● WORK REQUIRED
Copy out, unchanged, the lines of the records below, starting at the line containing "Security feed analysis: the operator needs to locate woman" and running through the last line of the records.

● DATASET ROWS
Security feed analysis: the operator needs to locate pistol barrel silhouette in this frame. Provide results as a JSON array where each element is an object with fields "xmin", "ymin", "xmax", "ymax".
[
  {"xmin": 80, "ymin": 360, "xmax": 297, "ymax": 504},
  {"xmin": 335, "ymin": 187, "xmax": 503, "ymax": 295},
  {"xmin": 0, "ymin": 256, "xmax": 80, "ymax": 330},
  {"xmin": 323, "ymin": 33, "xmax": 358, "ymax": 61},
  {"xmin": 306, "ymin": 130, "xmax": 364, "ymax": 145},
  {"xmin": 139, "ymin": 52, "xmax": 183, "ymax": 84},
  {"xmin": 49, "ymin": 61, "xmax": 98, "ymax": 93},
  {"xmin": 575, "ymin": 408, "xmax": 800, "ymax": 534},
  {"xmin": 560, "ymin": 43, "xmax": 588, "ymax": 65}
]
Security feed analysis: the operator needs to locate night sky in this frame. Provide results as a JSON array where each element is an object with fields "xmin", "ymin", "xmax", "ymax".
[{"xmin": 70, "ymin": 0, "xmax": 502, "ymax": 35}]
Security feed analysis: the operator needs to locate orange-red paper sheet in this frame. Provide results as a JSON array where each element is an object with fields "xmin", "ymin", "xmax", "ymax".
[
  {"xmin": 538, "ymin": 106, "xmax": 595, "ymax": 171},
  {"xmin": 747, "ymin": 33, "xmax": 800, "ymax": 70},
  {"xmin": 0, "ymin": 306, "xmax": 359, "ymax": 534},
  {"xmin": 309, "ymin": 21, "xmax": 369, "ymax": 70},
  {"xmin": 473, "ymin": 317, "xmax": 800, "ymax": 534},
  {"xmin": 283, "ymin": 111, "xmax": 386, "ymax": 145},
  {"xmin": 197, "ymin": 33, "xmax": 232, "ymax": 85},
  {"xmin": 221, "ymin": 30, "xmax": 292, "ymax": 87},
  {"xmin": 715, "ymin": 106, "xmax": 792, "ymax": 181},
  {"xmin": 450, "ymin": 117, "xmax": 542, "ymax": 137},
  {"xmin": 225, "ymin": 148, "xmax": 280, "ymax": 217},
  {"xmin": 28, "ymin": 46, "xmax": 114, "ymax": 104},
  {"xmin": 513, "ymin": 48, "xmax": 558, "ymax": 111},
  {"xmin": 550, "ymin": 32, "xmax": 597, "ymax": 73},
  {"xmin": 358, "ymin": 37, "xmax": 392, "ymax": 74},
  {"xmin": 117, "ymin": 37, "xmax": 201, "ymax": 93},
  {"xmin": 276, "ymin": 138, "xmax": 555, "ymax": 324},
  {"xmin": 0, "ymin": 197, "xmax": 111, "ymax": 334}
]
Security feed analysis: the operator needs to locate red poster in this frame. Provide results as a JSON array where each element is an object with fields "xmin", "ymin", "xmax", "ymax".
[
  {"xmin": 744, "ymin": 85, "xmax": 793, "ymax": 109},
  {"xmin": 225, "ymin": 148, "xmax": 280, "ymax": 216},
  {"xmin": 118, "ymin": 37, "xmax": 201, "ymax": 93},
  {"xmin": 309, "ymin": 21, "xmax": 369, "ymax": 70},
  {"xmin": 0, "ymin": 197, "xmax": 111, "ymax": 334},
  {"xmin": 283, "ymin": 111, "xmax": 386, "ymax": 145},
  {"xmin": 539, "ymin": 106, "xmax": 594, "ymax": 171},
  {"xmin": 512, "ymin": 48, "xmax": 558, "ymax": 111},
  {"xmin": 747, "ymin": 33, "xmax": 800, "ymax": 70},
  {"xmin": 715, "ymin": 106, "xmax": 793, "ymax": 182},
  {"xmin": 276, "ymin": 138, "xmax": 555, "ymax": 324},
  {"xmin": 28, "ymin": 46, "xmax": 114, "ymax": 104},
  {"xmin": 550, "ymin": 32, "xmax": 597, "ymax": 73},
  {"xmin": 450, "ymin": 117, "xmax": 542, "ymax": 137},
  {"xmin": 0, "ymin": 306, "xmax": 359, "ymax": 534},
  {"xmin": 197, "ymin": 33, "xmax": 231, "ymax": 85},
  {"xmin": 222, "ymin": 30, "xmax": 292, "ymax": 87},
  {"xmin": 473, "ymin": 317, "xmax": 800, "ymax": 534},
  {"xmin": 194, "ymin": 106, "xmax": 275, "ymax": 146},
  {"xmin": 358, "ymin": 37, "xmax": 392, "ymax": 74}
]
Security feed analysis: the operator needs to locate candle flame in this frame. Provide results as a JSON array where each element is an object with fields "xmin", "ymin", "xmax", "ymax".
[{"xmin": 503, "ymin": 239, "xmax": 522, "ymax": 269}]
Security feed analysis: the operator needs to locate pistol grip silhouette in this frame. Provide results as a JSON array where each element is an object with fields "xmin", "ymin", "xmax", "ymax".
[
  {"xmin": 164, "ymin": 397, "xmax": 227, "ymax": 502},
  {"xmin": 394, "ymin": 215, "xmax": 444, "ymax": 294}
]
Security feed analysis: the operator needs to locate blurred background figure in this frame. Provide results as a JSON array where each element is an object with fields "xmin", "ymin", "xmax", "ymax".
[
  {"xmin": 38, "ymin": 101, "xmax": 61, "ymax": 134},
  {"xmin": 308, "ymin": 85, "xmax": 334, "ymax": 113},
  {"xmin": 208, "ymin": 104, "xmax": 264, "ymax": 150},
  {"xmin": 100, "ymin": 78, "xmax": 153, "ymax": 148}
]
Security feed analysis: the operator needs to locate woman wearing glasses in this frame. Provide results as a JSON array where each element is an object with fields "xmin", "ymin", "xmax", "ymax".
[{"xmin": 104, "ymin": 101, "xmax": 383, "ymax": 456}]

● RIGHT ANSWER
Security feed analysis: the operator needs to locate woman wearing glasses in this frame. Provide results as a JSON array where each element is an object with fields "xmin", "ymin", "xmax", "ymax".
[{"xmin": 104, "ymin": 101, "xmax": 383, "ymax": 456}]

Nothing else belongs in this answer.